Short problem: Return every line of the data below word for word, with nothing changed.

Data items:
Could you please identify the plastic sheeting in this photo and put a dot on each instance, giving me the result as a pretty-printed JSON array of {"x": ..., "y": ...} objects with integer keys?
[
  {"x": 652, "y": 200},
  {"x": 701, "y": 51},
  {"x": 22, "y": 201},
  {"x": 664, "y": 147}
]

Written solution:
Could you please identify the plastic sheeting in this photo and put a dot on each instance, giving me the result as a pretty-printed JSON array of {"x": ..., "y": ...} objects with integer keys?
[
  {"x": 652, "y": 200},
  {"x": 701, "y": 51},
  {"x": 22, "y": 201},
  {"x": 664, "y": 147}
]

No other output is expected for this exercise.